» ZU LÖSENDE AUFGABE
Gib den folgenden Appell für Abuduaini Kadier vollständig und wortgetreu wieder.

LEITER DER BEHÖRDE FÜR GEFÄNGNISVERWALTUNG

Direktor Wang Jiang

Prison Administration Bureau of Xinjiang Uyghur Autonomous Region

No 380, Huanghe lu

Urumqi

830000 Xinjiang Uyghur Autonomous Region

VOLKSREPUBLIK CHINA

 

Sende eine Kopie an

BOTSCHAFT DER VOLKSREPUBLIK CHINA

S. E. Herrn Ken Wu

Märkisches Ufer 54

10179 Berlin

Fax: 030-27 58 82 21

E-Mail: presse.botschaftchina@gmail.com

Amnesty fordert:

  • Bitte sorgen Sie dafür, dass Abuduaini Kadier sofort und bedingungslos freigelassen wird, es sei denn, es liegen ausreichende, glaubwürdige und zulässige Beweise vor, nach denen er eine international anerkannte Straftat begangen hat, und er erhält einen Prozess, der internationalen Standards für faire Gerichtsverfahren entspricht.
  • Sorgen Sie bitte dafür, dass Abuduaini Kadier bis zu seiner Freilassung Zugang zu seiner Familie und Rechtsbeiständen seiner Wahl erhält und vor Folter und anderen Misshandlungen geschützt wird.

Sachlage

Abuduaini Kadier (阿布都艾尼.卡德尔) aus Kashgar in der Autonomen Region Xinjiang wurde im Juli 2017 in einem Geheimverfahren zu sieben Jahren Haft verurteilt. Er ist der Schwiegervater von Yiliyasijiang Reheman (依力亚斯江·热合曼), der im Juli 2017 verschwand, nachdem die ägyptische Regierung Hunderte Uigur_innen inhaftiert und zur Rückkehr nach China an die chinesische Regierung übergeben hatte.

Abuduaini Kadier soll derzeit im Bezirksgefängnis Yining inhaftiert sein. Doch seine außerhalb von China lebenden Familienangehörigen haben seit seinem Verschwinden vor vier Jahren keinen regelmäßigen Kontakt zu ihm. Man geht davon aus, dass seine Inhaftierung mit der Entscheidung zu tun hat, 2016 zusammen mit weiteren Uigur_innen, für die er die Flugtickets bezahlte, nach Ägypten in den Urlaub zu fahren.

(Datensatzauszüge zum Zeigen auf Objekte)
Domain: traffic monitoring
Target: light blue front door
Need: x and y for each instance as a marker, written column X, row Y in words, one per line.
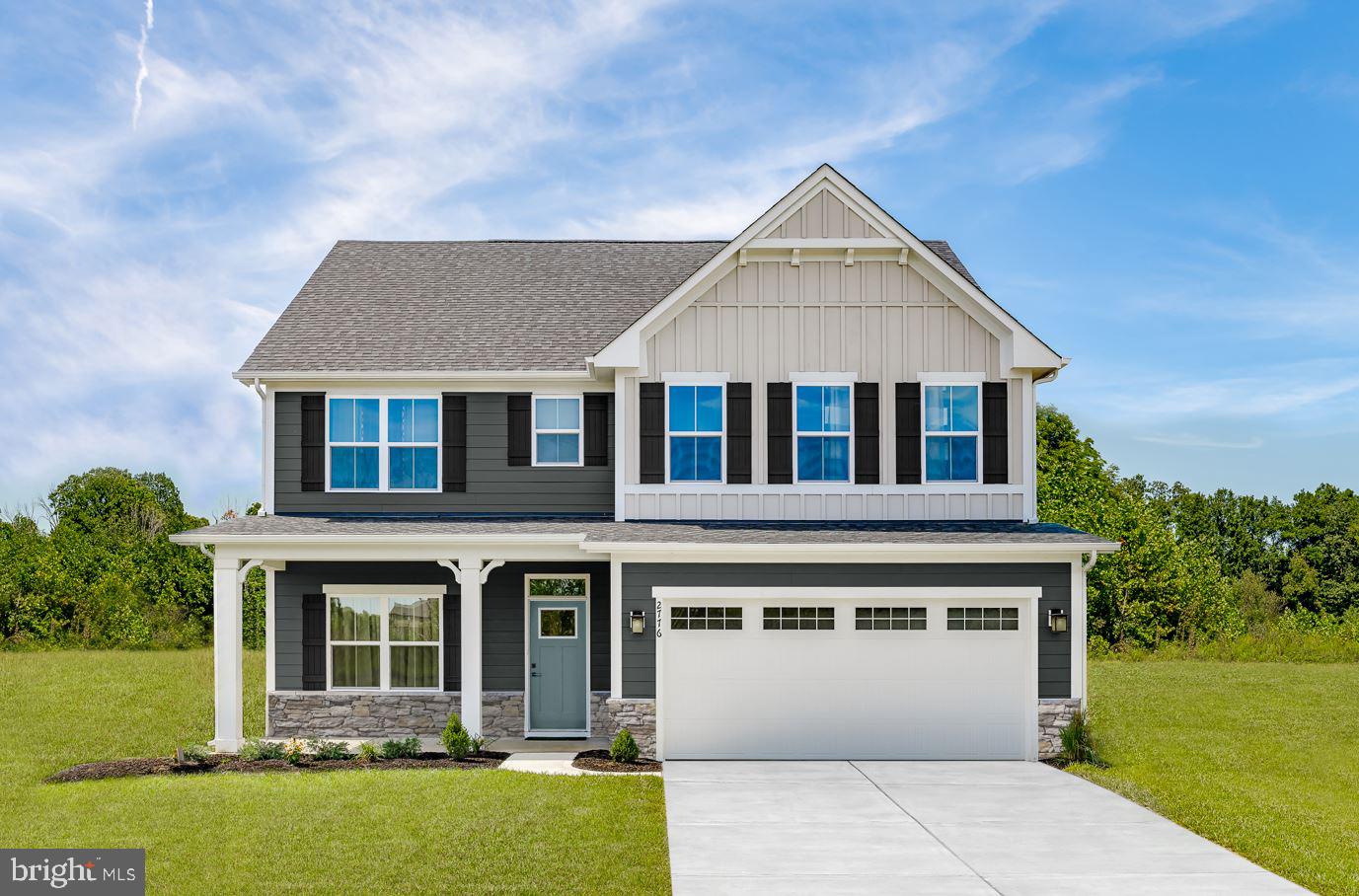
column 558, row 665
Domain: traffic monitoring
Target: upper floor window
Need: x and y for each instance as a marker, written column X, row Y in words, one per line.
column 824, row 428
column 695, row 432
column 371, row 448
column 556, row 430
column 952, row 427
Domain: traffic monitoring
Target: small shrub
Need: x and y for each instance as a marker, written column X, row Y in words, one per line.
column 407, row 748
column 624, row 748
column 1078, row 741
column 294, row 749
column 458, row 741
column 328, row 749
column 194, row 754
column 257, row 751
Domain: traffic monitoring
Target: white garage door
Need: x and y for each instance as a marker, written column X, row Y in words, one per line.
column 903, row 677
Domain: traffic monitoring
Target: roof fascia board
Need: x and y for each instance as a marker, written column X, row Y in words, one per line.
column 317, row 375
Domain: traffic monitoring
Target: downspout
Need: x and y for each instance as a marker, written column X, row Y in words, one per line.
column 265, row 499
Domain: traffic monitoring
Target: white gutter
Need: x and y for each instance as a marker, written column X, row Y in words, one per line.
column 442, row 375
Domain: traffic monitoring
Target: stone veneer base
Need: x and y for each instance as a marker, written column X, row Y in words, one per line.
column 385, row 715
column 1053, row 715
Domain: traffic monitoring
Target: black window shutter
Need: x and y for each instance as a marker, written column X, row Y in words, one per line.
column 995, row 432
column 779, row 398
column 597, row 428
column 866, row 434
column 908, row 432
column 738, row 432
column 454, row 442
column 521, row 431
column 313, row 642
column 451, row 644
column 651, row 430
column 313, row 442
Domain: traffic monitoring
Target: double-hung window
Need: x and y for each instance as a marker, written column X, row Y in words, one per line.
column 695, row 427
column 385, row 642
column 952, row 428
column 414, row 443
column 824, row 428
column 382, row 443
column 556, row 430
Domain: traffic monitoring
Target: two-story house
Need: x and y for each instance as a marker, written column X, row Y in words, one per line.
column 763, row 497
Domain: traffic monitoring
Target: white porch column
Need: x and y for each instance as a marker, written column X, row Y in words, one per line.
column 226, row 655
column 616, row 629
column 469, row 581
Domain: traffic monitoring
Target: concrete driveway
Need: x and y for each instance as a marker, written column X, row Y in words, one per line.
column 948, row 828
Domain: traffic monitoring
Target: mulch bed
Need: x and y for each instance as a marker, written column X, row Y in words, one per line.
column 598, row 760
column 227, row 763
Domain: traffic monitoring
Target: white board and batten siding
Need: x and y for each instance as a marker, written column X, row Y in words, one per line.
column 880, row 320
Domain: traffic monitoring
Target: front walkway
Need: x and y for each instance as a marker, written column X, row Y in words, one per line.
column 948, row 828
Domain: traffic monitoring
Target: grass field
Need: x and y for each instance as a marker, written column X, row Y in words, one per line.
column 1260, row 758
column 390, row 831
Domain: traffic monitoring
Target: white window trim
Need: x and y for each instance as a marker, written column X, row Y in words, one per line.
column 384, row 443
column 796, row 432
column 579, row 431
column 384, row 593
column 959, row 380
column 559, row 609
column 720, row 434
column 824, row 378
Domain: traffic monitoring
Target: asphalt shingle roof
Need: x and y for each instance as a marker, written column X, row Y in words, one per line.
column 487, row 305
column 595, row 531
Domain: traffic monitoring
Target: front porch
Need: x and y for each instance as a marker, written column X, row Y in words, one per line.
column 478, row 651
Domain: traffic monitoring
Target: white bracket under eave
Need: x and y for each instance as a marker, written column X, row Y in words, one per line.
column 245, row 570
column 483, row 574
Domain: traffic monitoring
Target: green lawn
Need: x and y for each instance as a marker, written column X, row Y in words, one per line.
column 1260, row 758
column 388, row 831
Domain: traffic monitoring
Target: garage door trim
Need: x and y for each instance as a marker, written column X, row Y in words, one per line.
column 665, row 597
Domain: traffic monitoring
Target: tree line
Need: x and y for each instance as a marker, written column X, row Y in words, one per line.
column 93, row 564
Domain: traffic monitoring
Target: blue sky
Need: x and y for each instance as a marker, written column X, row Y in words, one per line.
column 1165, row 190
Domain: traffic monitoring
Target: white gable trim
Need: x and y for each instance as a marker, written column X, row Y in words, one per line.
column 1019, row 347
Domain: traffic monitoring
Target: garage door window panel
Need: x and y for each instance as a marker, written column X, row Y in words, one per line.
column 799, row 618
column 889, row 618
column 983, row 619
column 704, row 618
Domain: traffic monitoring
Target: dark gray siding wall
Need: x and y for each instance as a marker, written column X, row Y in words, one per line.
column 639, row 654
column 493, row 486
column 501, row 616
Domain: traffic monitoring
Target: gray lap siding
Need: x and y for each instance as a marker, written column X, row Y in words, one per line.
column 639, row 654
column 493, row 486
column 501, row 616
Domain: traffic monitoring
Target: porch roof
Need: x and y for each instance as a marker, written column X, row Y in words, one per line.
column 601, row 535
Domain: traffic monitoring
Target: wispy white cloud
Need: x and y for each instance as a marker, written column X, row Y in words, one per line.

» ERGEBNIS DER AUFGABE
LEITER DER BEHÖRDE FÜR GEFÄNGNISVERWALTUNG

Direktor Wang Jiang

Prison Administration Bureau of Xinjiang Uyghur Autonomous Region

No 380, Huanghe lu

Urumqi

830000 Xinjiang Uyghur Autonomous Region

VOLKSREPUBLIK CHINA

 

Sende eine Kopie an

BOTSCHAFT DER VOLKSREPUBLIK CHINA

S. E. Herrn Ken Wu

Märkisches Ufer 54

10179 Berlin

Fax: 030-27 58 82 21

E-Mail: presse.botschaftchina@gmail.com

Amnesty fordert:

  • Bitte sorgen Sie dafür, dass Abuduaini Kadier sofort und bedingungslos freigelassen wird, es sei denn, es liegen ausreichende, glaubwürdige und zulässige Beweise vor, nach denen er eine international anerkannte Straftat begangen hat, und er erhält einen Prozess, der internationalen Standards für faire Gerichtsverfahren entspricht.
  • Sorgen Sie bitte dafür, dass Abuduaini Kadier bis zu seiner Freilassung Zugang zu seiner Familie und Rechtsbeiständen seiner Wahl erhält und vor Folter und anderen Misshandlungen geschützt wird.

Sachlage

Abuduaini Kadier (阿布都艾尼.卡德尔) aus Kashgar in der Autonomen Region Xinjiang wurde im Juli 2017 in einem Geheimverfahren zu sieben Jahren Haft verurteilt. Er ist der Schwiegervater von Yiliyasijiang Reheman (依力亚斯江·热合曼), der im Juli 2017 verschwand, nachdem die ägyptische Regierung Hunderte Uigur_innen inhaftiert und zur Rückkehr nach China an die chinesische Regierung übergeben hatte.

Abuduaini Kadier soll derzeit im Bezirksgefängnis Yining inhaftiert sein. Doch seine außerhalb von China lebenden Familienangehörigen haben seit seinem Verschwinden vor vier Jahren keinen regelmäßigen Kontakt zu ihm. Man geht davon aus, dass seine Inhaftierung mit der Entscheidung zu tun hat, 2016 zusammen mit weiteren Uigur_innen, für die er die Flugtickets bezahlte, nach Ägypten in den Urlaub zu fahren.